## Stated goal
Swap "locomotive" for "engine" in the records starting at the line containing "Return one point per instance of the red painted" and ending at the line containing "x=953, y=392", and give those lines again with nothing else changed.

## Dataset records
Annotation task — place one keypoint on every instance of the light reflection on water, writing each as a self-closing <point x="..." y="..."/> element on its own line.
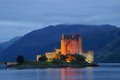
<point x="96" y="73"/>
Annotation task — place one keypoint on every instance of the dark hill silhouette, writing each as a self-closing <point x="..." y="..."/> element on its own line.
<point x="95" y="37"/>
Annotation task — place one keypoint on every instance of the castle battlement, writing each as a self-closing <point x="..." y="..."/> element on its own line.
<point x="71" y="44"/>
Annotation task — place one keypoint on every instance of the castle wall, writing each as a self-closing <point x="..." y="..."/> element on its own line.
<point x="71" y="45"/>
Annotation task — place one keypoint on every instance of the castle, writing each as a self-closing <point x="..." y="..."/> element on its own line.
<point x="70" y="44"/>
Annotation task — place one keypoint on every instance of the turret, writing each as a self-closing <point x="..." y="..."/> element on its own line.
<point x="63" y="36"/>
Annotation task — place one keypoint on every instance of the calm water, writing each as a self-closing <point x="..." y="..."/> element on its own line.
<point x="105" y="72"/>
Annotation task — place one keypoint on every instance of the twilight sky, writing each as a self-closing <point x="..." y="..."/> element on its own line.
<point x="18" y="17"/>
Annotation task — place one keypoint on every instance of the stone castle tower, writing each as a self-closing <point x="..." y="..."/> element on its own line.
<point x="71" y="44"/>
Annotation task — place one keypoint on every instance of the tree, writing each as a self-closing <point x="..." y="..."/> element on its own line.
<point x="20" y="59"/>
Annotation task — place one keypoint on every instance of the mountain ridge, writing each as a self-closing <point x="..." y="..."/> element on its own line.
<point x="95" y="37"/>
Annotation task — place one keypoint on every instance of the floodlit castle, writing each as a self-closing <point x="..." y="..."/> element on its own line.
<point x="70" y="44"/>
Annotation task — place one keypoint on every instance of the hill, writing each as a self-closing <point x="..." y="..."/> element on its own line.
<point x="95" y="37"/>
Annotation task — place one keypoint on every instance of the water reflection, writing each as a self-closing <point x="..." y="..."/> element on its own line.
<point x="76" y="74"/>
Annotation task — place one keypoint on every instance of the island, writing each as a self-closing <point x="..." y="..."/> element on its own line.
<point x="71" y="54"/>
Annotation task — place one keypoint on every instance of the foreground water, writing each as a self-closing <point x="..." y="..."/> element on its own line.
<point x="104" y="72"/>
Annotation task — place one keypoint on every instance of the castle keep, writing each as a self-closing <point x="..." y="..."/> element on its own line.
<point x="71" y="44"/>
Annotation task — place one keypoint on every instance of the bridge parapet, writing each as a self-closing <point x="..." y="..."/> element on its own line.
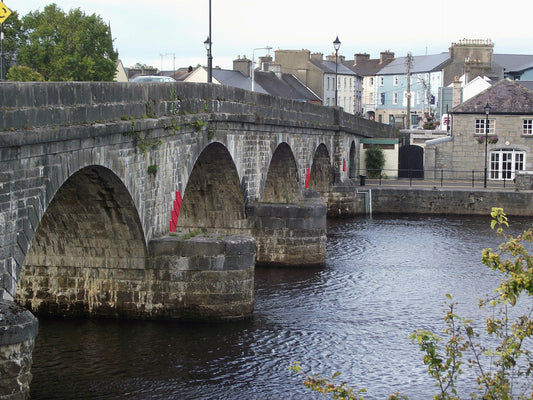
<point x="29" y="105"/>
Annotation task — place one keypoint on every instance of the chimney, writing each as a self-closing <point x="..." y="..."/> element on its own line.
<point x="242" y="65"/>
<point x="359" y="57"/>
<point x="457" y="92"/>
<point x="264" y="62"/>
<point x="385" y="56"/>
<point x="331" y="58"/>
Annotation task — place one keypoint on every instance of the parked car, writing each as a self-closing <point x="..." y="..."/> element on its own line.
<point x="153" y="78"/>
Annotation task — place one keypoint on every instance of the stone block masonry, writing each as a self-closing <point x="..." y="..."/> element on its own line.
<point x="18" y="329"/>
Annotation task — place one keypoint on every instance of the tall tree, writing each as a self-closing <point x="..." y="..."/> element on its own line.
<point x="67" y="47"/>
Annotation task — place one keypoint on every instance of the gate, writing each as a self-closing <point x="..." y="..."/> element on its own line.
<point x="411" y="162"/>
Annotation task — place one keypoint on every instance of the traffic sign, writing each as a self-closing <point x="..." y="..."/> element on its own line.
<point x="4" y="12"/>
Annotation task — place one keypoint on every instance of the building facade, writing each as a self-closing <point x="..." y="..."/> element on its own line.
<point x="504" y="144"/>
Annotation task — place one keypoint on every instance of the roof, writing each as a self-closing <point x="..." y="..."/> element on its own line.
<point x="286" y="86"/>
<point x="504" y="97"/>
<point x="434" y="62"/>
<point x="329" y="67"/>
<point x="513" y="62"/>
<point x="367" y="67"/>
<point x="526" y="84"/>
<point x="236" y="79"/>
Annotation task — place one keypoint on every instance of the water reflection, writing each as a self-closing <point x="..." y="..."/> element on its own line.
<point x="384" y="278"/>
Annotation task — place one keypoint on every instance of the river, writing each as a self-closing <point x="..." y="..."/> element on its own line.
<point x="384" y="277"/>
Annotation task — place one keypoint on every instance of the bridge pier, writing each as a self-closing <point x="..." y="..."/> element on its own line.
<point x="18" y="329"/>
<point x="290" y="234"/>
<point x="204" y="278"/>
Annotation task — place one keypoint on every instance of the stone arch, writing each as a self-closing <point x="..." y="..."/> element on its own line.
<point x="87" y="251"/>
<point x="282" y="184"/>
<point x="321" y="175"/>
<point x="213" y="198"/>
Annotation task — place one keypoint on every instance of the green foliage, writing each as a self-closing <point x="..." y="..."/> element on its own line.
<point x="503" y="363"/>
<point x="67" y="47"/>
<point x="374" y="161"/>
<point x="23" y="74"/>
<point x="152" y="169"/>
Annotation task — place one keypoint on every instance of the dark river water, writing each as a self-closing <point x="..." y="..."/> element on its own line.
<point x="384" y="277"/>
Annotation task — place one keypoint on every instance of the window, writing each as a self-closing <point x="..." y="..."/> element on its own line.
<point x="527" y="127"/>
<point x="480" y="127"/>
<point x="504" y="163"/>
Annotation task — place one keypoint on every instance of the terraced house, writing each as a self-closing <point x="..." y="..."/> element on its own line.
<point x="494" y="128"/>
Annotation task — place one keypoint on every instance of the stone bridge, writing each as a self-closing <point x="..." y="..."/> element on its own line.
<point x="157" y="200"/>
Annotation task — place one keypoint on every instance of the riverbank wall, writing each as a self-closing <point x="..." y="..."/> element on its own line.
<point x="350" y="200"/>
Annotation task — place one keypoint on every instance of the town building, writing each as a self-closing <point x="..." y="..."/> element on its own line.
<point x="367" y="68"/>
<point x="498" y="137"/>
<point x="319" y="76"/>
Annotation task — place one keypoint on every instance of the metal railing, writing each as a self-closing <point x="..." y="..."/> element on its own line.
<point x="436" y="178"/>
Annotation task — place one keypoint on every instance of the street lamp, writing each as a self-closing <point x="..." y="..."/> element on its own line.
<point x="207" y="45"/>
<point x="487" y="112"/>
<point x="336" y="45"/>
<point x="268" y="48"/>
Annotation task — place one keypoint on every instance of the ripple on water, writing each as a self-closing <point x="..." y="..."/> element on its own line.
<point x="383" y="278"/>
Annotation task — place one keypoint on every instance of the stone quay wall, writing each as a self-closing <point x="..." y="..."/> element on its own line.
<point x="429" y="201"/>
<point x="18" y="329"/>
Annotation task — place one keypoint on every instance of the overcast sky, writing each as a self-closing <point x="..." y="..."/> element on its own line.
<point x="157" y="31"/>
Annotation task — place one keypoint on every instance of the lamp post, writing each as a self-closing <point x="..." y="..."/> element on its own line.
<point x="268" y="48"/>
<point x="487" y="112"/>
<point x="336" y="45"/>
<point x="208" y="45"/>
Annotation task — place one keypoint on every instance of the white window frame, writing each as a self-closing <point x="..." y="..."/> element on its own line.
<point x="505" y="162"/>
<point x="479" y="126"/>
<point x="527" y="127"/>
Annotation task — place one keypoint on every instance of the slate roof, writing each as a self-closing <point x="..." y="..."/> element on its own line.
<point x="526" y="84"/>
<point x="329" y="66"/>
<point x="504" y="97"/>
<point x="236" y="79"/>
<point x="419" y="64"/>
<point x="368" y="67"/>
<point x="513" y="62"/>
<point x="288" y="86"/>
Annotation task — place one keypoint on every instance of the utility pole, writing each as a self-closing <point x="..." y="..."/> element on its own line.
<point x="408" y="91"/>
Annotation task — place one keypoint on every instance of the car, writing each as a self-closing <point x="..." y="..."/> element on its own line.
<point x="153" y="78"/>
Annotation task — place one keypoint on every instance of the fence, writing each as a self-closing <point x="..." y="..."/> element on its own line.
<point x="437" y="178"/>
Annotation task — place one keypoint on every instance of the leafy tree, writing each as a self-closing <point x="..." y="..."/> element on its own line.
<point x="12" y="37"/>
<point x="23" y="74"/>
<point x="503" y="361"/>
<point x="375" y="161"/>
<point x="67" y="47"/>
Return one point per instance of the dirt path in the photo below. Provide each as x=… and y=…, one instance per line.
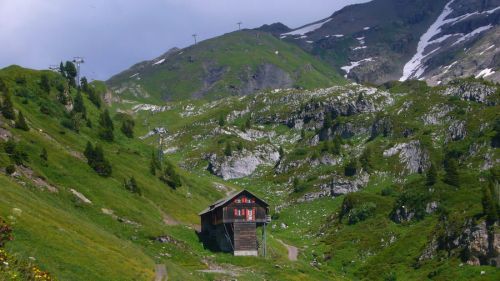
x=293, y=251
x=161, y=273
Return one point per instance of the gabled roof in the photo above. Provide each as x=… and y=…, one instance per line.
x=231, y=196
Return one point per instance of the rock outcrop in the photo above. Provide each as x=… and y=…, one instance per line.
x=242, y=163
x=471, y=91
x=411, y=154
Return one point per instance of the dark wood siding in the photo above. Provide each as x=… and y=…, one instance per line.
x=259, y=209
x=245, y=238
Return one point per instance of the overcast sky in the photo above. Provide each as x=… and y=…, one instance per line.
x=114, y=34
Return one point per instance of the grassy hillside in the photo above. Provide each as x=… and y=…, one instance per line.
x=375, y=224
x=236, y=63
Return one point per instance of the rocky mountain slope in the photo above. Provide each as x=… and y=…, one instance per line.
x=385, y=40
x=352, y=163
x=237, y=63
x=368, y=183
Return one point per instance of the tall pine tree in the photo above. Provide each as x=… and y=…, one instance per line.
x=106, y=126
x=489, y=204
x=452, y=176
x=8, y=107
x=431, y=175
x=21, y=122
x=79, y=105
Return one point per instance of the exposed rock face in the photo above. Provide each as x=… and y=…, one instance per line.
x=339, y=186
x=267, y=76
x=457, y=131
x=437, y=115
x=412, y=155
x=477, y=244
x=242, y=163
x=382, y=126
x=471, y=91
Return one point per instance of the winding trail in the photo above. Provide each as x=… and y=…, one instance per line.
x=161, y=272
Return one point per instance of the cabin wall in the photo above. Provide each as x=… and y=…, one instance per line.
x=245, y=239
x=249, y=203
x=224, y=237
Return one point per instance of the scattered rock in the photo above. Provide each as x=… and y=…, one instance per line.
x=471, y=91
x=415, y=158
x=242, y=163
x=80, y=196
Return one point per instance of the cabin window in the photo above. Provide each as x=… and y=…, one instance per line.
x=250, y=214
x=239, y=212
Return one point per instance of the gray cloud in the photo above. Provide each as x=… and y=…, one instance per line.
x=114, y=34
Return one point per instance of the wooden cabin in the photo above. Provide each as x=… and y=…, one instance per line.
x=232, y=222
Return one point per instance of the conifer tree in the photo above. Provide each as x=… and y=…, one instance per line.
x=326, y=146
x=132, y=186
x=44, y=155
x=45, y=83
x=228, y=150
x=351, y=168
x=128, y=127
x=84, y=84
x=21, y=122
x=61, y=69
x=70, y=71
x=171, y=177
x=94, y=97
x=337, y=145
x=8, y=107
x=248, y=124
x=452, y=177
x=106, y=126
x=431, y=175
x=489, y=204
x=79, y=105
x=222, y=121
x=239, y=146
x=366, y=160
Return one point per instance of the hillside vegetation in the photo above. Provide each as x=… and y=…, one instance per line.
x=398, y=182
x=236, y=63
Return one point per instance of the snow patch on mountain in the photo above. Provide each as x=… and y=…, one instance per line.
x=354, y=64
x=487, y=49
x=472, y=34
x=149, y=107
x=159, y=62
x=415, y=68
x=485, y=73
x=307, y=28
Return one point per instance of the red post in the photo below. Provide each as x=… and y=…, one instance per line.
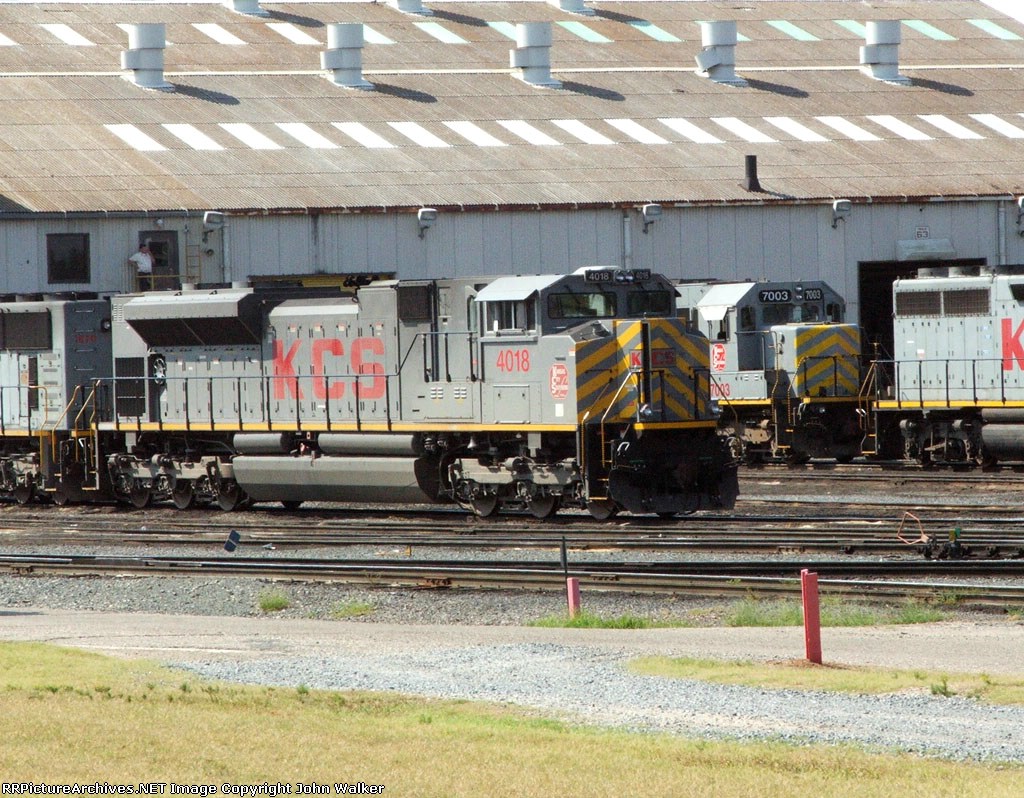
x=812, y=616
x=572, y=595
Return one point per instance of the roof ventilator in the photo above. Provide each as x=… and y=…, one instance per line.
x=531, y=55
x=751, y=181
x=717, y=58
x=343, y=56
x=250, y=7
x=144, y=56
x=880, y=55
x=411, y=7
x=572, y=6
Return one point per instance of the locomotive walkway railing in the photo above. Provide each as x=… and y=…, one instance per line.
x=951, y=382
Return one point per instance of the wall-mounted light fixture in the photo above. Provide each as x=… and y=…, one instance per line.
x=650, y=214
x=426, y=218
x=841, y=210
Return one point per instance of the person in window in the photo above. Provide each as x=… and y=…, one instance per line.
x=143, y=267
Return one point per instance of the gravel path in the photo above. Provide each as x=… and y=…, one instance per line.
x=421, y=642
x=593, y=686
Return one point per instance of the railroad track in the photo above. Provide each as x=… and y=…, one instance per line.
x=985, y=536
x=718, y=579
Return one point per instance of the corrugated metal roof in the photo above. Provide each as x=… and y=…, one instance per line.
x=449, y=126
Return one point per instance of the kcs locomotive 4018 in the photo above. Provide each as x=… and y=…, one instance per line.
x=531, y=392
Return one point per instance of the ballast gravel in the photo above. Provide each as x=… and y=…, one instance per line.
x=584, y=683
x=595, y=687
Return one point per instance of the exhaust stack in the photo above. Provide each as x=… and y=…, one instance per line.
x=343, y=56
x=880, y=55
x=251, y=7
x=717, y=59
x=144, y=56
x=531, y=55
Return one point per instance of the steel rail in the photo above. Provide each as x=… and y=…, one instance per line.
x=462, y=575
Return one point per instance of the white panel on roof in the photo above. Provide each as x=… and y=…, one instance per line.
x=509, y=289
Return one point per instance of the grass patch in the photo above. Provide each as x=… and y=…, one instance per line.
x=803, y=675
x=157, y=725
x=752, y=612
x=345, y=610
x=585, y=620
x=273, y=600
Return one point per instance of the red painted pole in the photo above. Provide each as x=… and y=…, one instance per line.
x=812, y=616
x=572, y=594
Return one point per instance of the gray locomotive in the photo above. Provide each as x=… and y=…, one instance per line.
x=529, y=392
x=784, y=367
x=953, y=392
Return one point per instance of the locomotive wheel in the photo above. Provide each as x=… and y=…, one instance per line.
x=229, y=496
x=183, y=495
x=60, y=497
x=484, y=506
x=544, y=506
x=602, y=509
x=141, y=497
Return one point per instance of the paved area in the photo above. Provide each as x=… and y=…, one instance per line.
x=995, y=646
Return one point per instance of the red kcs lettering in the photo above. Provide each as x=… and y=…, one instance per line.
x=361, y=361
x=1012, y=348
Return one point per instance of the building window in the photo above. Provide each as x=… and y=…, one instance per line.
x=68, y=257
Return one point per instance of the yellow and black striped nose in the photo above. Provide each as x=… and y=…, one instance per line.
x=827, y=359
x=657, y=357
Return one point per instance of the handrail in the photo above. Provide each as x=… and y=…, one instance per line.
x=611, y=404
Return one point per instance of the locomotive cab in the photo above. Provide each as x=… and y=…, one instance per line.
x=784, y=367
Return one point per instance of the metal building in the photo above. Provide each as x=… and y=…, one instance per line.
x=246, y=139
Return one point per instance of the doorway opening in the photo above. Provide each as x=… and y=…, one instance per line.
x=166, y=267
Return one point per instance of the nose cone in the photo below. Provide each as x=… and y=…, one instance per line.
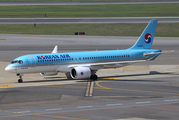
x=10, y=68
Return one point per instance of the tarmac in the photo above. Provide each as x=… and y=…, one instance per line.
x=143, y=91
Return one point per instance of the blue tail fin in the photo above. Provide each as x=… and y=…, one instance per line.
x=146, y=38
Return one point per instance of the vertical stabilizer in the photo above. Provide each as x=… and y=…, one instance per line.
x=55, y=50
x=146, y=38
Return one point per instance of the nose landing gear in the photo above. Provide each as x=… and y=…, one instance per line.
x=93, y=77
x=20, y=80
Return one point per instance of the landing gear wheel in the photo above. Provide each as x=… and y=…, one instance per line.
x=20, y=78
x=20, y=81
x=94, y=77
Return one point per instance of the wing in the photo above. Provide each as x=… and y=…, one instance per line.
x=104, y=64
x=152, y=56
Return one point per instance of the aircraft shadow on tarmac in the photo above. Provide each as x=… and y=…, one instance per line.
x=55, y=79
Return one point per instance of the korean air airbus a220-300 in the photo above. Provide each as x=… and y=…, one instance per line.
x=83, y=65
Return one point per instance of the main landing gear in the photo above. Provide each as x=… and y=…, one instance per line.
x=93, y=77
x=20, y=80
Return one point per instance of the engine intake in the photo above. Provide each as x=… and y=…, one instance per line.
x=80, y=72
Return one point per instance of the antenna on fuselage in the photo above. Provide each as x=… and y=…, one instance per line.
x=55, y=50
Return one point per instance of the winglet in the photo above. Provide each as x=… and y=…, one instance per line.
x=55, y=49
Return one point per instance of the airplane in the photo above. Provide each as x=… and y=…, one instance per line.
x=84, y=65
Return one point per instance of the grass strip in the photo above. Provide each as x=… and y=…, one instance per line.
x=111, y=29
x=106, y=10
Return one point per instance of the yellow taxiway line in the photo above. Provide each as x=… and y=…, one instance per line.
x=97, y=83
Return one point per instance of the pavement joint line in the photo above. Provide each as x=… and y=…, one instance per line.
x=27, y=36
x=7, y=86
x=97, y=83
x=54, y=116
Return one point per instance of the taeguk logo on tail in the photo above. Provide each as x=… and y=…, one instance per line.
x=148, y=38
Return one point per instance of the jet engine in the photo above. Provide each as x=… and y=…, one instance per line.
x=49, y=73
x=80, y=72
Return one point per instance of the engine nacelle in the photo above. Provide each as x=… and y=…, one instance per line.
x=49, y=73
x=80, y=72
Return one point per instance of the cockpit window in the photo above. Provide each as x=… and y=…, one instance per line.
x=17, y=61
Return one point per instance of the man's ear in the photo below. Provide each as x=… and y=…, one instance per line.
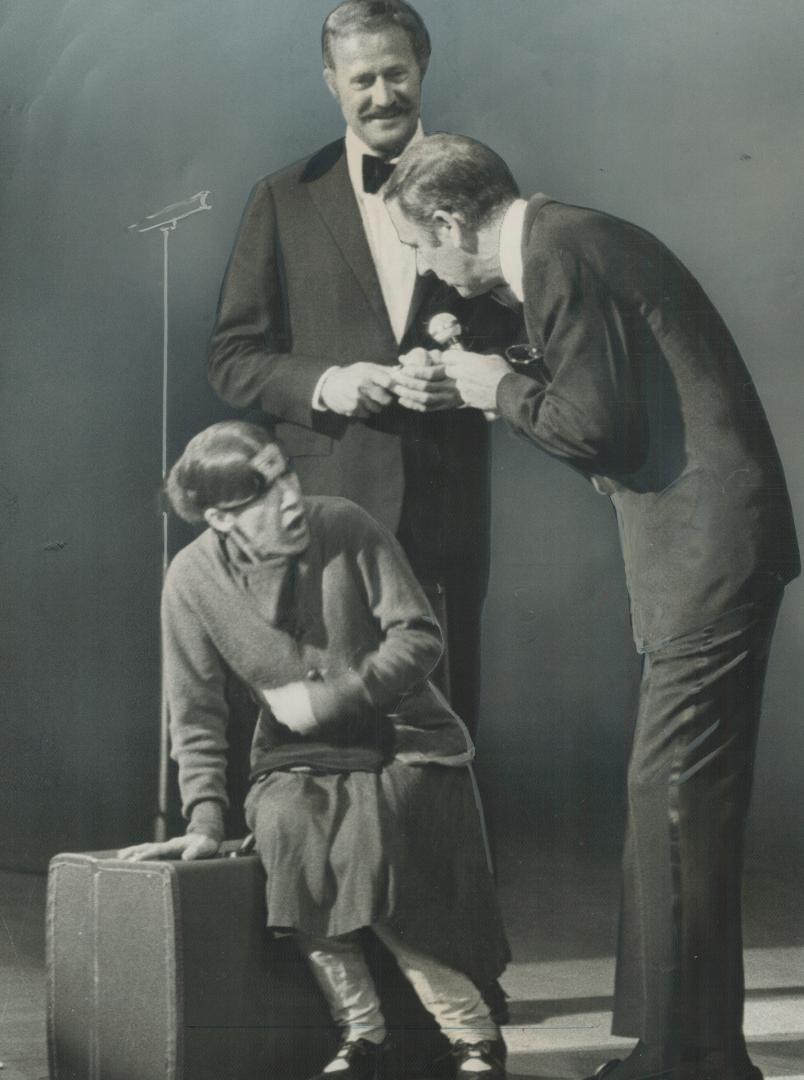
x=449, y=227
x=330, y=80
x=218, y=520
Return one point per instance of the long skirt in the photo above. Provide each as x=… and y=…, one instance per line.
x=402, y=847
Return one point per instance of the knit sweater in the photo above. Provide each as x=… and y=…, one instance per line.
x=347, y=618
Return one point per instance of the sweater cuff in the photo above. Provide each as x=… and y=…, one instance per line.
x=208, y=819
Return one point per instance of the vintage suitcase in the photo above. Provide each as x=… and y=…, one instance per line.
x=164, y=971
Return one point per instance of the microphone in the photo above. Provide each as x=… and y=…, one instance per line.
x=168, y=216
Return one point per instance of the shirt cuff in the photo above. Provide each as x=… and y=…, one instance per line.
x=317, y=403
x=206, y=818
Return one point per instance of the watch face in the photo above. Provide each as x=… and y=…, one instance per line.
x=521, y=354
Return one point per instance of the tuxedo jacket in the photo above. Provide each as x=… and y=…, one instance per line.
x=645, y=392
x=302, y=294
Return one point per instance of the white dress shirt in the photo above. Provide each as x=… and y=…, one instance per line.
x=510, y=246
x=394, y=261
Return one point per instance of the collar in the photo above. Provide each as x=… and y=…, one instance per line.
x=510, y=246
x=354, y=150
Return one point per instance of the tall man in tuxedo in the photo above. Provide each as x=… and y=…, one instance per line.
x=643, y=391
x=320, y=300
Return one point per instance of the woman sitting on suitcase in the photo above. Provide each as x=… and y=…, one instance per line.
x=361, y=801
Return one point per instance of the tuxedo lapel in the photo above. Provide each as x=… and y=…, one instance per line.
x=334, y=199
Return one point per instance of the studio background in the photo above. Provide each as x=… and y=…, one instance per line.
x=684, y=118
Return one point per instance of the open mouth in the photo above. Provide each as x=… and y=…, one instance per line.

## Solution to this problem
Return one point per instance of the red painted pole in the photo above. Provide each as x=… and y=…, one instance per line.
x=812, y=616
x=572, y=594
Return one point per instance of the gray engine in the photo above. Provide each as x=… and y=…, one instance per line.
x=529, y=392
x=784, y=367
x=953, y=392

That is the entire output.